[Problem] Reproduce the records below exactly as they are written.

[Given records]
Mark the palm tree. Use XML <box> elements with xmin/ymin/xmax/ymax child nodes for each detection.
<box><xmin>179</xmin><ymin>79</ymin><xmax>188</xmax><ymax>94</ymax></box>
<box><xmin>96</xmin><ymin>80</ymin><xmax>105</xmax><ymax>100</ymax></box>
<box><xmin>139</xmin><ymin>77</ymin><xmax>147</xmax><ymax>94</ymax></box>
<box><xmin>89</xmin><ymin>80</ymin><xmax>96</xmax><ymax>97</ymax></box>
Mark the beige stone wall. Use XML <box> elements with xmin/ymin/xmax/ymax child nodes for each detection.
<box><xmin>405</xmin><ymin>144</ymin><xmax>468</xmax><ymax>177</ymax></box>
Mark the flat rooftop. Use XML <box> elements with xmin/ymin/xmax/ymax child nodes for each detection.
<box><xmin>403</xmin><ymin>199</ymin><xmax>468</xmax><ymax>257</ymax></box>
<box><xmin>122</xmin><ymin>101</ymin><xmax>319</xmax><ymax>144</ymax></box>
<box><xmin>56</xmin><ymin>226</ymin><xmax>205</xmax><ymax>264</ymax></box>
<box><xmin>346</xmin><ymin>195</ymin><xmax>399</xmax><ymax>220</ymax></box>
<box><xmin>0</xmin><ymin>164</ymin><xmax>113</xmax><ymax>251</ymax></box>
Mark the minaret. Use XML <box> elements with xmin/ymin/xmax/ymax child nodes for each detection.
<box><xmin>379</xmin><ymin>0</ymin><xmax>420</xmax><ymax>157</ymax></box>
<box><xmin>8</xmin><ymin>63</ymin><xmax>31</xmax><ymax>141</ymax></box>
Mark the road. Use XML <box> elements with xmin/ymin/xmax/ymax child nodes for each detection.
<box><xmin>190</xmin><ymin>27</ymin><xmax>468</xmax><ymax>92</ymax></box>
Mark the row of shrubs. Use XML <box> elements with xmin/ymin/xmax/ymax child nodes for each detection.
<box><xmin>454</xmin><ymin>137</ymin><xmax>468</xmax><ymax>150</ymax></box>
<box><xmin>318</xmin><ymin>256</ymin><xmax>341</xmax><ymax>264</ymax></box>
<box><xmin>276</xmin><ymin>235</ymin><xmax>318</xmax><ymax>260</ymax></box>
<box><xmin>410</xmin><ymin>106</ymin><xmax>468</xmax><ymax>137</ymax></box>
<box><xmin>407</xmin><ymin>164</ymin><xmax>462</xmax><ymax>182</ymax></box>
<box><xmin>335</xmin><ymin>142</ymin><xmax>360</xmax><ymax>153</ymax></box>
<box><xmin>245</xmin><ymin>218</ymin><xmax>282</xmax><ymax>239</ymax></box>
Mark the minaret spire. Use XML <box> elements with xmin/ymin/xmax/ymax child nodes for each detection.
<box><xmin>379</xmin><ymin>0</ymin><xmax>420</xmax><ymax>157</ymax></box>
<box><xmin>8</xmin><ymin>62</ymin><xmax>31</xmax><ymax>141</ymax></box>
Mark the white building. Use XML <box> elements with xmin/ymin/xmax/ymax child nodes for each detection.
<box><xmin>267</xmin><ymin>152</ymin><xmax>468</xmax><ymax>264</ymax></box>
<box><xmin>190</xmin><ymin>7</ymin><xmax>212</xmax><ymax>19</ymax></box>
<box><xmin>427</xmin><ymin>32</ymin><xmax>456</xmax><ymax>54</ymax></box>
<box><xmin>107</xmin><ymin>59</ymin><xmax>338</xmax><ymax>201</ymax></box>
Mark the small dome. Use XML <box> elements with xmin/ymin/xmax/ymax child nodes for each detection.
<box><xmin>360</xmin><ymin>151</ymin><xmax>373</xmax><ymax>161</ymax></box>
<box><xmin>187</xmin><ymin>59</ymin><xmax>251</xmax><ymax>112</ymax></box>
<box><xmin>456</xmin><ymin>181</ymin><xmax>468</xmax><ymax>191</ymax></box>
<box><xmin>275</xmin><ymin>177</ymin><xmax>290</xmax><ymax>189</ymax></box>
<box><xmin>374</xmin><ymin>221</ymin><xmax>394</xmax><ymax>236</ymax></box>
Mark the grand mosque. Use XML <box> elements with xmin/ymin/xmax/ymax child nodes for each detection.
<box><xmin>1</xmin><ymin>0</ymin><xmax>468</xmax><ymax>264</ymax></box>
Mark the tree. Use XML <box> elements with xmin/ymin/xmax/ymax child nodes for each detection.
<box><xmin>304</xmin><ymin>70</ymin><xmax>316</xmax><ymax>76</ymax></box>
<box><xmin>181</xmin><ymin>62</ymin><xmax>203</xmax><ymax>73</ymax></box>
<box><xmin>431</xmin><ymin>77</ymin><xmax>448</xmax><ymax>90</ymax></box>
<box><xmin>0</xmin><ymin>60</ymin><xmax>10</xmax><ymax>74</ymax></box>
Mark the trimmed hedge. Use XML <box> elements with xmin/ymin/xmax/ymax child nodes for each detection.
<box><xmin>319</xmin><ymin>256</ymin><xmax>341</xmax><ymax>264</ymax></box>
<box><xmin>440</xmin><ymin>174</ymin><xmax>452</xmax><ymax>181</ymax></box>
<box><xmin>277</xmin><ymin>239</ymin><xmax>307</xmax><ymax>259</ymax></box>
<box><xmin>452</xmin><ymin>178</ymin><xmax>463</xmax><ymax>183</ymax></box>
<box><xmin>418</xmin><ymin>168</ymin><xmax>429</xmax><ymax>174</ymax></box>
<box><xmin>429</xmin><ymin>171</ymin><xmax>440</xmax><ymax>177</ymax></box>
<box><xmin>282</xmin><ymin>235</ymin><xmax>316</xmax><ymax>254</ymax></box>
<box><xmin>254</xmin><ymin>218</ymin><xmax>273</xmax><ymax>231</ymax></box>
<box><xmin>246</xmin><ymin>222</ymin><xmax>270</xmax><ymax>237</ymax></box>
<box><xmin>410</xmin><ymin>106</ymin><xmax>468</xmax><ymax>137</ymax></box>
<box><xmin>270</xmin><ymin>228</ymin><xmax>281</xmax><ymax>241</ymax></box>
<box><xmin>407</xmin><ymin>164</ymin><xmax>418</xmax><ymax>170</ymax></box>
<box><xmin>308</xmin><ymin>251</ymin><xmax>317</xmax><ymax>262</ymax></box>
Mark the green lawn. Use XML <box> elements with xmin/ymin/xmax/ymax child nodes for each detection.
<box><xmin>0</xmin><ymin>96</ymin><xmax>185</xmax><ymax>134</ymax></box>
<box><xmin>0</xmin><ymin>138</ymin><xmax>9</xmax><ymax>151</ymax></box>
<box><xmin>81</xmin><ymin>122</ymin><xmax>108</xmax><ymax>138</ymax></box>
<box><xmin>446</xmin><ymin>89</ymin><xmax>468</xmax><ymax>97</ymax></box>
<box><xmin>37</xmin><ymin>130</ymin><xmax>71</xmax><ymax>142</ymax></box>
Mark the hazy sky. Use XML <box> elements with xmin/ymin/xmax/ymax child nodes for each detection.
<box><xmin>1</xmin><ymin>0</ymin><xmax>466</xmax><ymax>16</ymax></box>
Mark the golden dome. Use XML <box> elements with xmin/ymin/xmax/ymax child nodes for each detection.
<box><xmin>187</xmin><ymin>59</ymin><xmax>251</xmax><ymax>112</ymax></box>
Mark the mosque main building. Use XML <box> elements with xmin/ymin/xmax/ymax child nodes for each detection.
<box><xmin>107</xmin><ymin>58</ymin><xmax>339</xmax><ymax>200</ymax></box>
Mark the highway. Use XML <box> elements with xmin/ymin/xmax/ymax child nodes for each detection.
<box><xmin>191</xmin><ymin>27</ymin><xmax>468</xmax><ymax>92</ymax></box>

[Answer area]
Mark the palm tree. Use XML <box> elements with xmin/ymin/xmax/ymax child nodes for each detection.
<box><xmin>179</xmin><ymin>79</ymin><xmax>188</xmax><ymax>94</ymax></box>
<box><xmin>96</xmin><ymin>80</ymin><xmax>105</xmax><ymax>100</ymax></box>
<box><xmin>139</xmin><ymin>77</ymin><xmax>147</xmax><ymax>94</ymax></box>
<box><xmin>89</xmin><ymin>80</ymin><xmax>96</xmax><ymax>97</ymax></box>
Mark the beige stone wall. Use XML <box> elements with xmin/ymin/xmax/ymax child nodes for each detection.
<box><xmin>405</xmin><ymin>144</ymin><xmax>468</xmax><ymax>177</ymax></box>
Mark the flat rooftop. Use XML <box> elements with xmin/ymin/xmax/ymax child nodes for each detection.
<box><xmin>403</xmin><ymin>199</ymin><xmax>468</xmax><ymax>257</ymax></box>
<box><xmin>122</xmin><ymin>101</ymin><xmax>319</xmax><ymax>144</ymax></box>
<box><xmin>56</xmin><ymin>226</ymin><xmax>205</xmax><ymax>264</ymax></box>
<box><xmin>346</xmin><ymin>195</ymin><xmax>399</xmax><ymax>220</ymax></box>
<box><xmin>0</xmin><ymin>164</ymin><xmax>113</xmax><ymax>251</ymax></box>
Mark the minaret. Use XML <box> elements with xmin/ymin/xmax/ymax child nodes for each detection.
<box><xmin>379</xmin><ymin>0</ymin><xmax>420</xmax><ymax>157</ymax></box>
<box><xmin>8</xmin><ymin>63</ymin><xmax>31</xmax><ymax>141</ymax></box>
Mark the road. Use XML <box> elements with xmin/ymin/xmax/ymax child nodes for each detection.
<box><xmin>190</xmin><ymin>27</ymin><xmax>468</xmax><ymax>92</ymax></box>
Mark the row of shrubs. Use XML <box> elements with xmin/ymin/xmax/ymax child nodes for each detection.
<box><xmin>454</xmin><ymin>137</ymin><xmax>468</xmax><ymax>150</ymax></box>
<box><xmin>318</xmin><ymin>256</ymin><xmax>341</xmax><ymax>264</ymax></box>
<box><xmin>276</xmin><ymin>235</ymin><xmax>318</xmax><ymax>260</ymax></box>
<box><xmin>410</xmin><ymin>106</ymin><xmax>468</xmax><ymax>137</ymax></box>
<box><xmin>407</xmin><ymin>164</ymin><xmax>462</xmax><ymax>182</ymax></box>
<box><xmin>335</xmin><ymin>142</ymin><xmax>360</xmax><ymax>153</ymax></box>
<box><xmin>245</xmin><ymin>218</ymin><xmax>282</xmax><ymax>239</ymax></box>
Mark the minaret spire. Use XML <box> elements with xmin/ymin/xmax/ymax child nodes for each detection.
<box><xmin>379</xmin><ymin>0</ymin><xmax>420</xmax><ymax>157</ymax></box>
<box><xmin>8</xmin><ymin>62</ymin><xmax>31</xmax><ymax>141</ymax></box>
Mark the white building. Use XML <box> elements with xmin/ymin/xmax/ymax child nodes for each detection.
<box><xmin>267</xmin><ymin>152</ymin><xmax>468</xmax><ymax>264</ymax></box>
<box><xmin>190</xmin><ymin>7</ymin><xmax>212</xmax><ymax>19</ymax></box>
<box><xmin>427</xmin><ymin>32</ymin><xmax>456</xmax><ymax>54</ymax></box>
<box><xmin>107</xmin><ymin>59</ymin><xmax>338</xmax><ymax>201</ymax></box>
Mark the small dome. Use XML <box> elements with xmin/ymin/xmax/ymax child nodes for each detection.
<box><xmin>360</xmin><ymin>151</ymin><xmax>373</xmax><ymax>161</ymax></box>
<box><xmin>187</xmin><ymin>59</ymin><xmax>251</xmax><ymax>112</ymax></box>
<box><xmin>456</xmin><ymin>181</ymin><xmax>468</xmax><ymax>191</ymax></box>
<box><xmin>275</xmin><ymin>177</ymin><xmax>290</xmax><ymax>189</ymax></box>
<box><xmin>374</xmin><ymin>221</ymin><xmax>394</xmax><ymax>236</ymax></box>
Mark the grand mosque. Use XML <box> elements with xmin/ymin/xmax/ymax child nodes for each detection.
<box><xmin>1</xmin><ymin>0</ymin><xmax>468</xmax><ymax>264</ymax></box>
Mark the tree. Use XML <box> elements with xmin/ymin/xmax/ymax child nodes for each detection.
<box><xmin>304</xmin><ymin>70</ymin><xmax>316</xmax><ymax>76</ymax></box>
<box><xmin>181</xmin><ymin>62</ymin><xmax>203</xmax><ymax>73</ymax></box>
<box><xmin>431</xmin><ymin>77</ymin><xmax>448</xmax><ymax>90</ymax></box>
<box><xmin>0</xmin><ymin>60</ymin><xmax>10</xmax><ymax>74</ymax></box>
Mark the trimmed hedge. Use XML <box> elements with xmin/ymin/xmax/ymax child nodes for each detection.
<box><xmin>319</xmin><ymin>256</ymin><xmax>341</xmax><ymax>264</ymax></box>
<box><xmin>440</xmin><ymin>174</ymin><xmax>452</xmax><ymax>181</ymax></box>
<box><xmin>277</xmin><ymin>239</ymin><xmax>307</xmax><ymax>259</ymax></box>
<box><xmin>452</xmin><ymin>178</ymin><xmax>463</xmax><ymax>183</ymax></box>
<box><xmin>418</xmin><ymin>168</ymin><xmax>429</xmax><ymax>174</ymax></box>
<box><xmin>429</xmin><ymin>171</ymin><xmax>440</xmax><ymax>177</ymax></box>
<box><xmin>282</xmin><ymin>235</ymin><xmax>316</xmax><ymax>254</ymax></box>
<box><xmin>254</xmin><ymin>218</ymin><xmax>273</xmax><ymax>231</ymax></box>
<box><xmin>246</xmin><ymin>222</ymin><xmax>270</xmax><ymax>237</ymax></box>
<box><xmin>410</xmin><ymin>106</ymin><xmax>468</xmax><ymax>137</ymax></box>
<box><xmin>270</xmin><ymin>228</ymin><xmax>281</xmax><ymax>241</ymax></box>
<box><xmin>407</xmin><ymin>164</ymin><xmax>418</xmax><ymax>170</ymax></box>
<box><xmin>308</xmin><ymin>251</ymin><xmax>317</xmax><ymax>262</ymax></box>
Mark the green lawn. Use XML <box> elements with xmin/ymin/xmax/ymax child nodes for each detection.
<box><xmin>0</xmin><ymin>96</ymin><xmax>185</xmax><ymax>134</ymax></box>
<box><xmin>0</xmin><ymin>138</ymin><xmax>9</xmax><ymax>151</ymax></box>
<box><xmin>81</xmin><ymin>122</ymin><xmax>108</xmax><ymax>138</ymax></box>
<box><xmin>446</xmin><ymin>89</ymin><xmax>468</xmax><ymax>97</ymax></box>
<box><xmin>37</xmin><ymin>130</ymin><xmax>71</xmax><ymax>142</ymax></box>
Mark the hazy sky. Use XML <box> elements with xmin/ymin/xmax/ymax child nodes for each detection.
<box><xmin>1</xmin><ymin>0</ymin><xmax>466</xmax><ymax>16</ymax></box>
Mark the golden dome. Use XML <box> elements with xmin/ymin/xmax/ymax child nodes for each detection.
<box><xmin>187</xmin><ymin>59</ymin><xmax>251</xmax><ymax>112</ymax></box>
Mark the mosque main building. Use XML <box> elements with xmin/ymin/xmax/ymax child nodes for each detection.
<box><xmin>107</xmin><ymin>58</ymin><xmax>339</xmax><ymax>200</ymax></box>
Mark the highway. Use XML <box> elements with xmin/ymin/xmax/ymax child nodes for each detection.
<box><xmin>191</xmin><ymin>27</ymin><xmax>468</xmax><ymax>92</ymax></box>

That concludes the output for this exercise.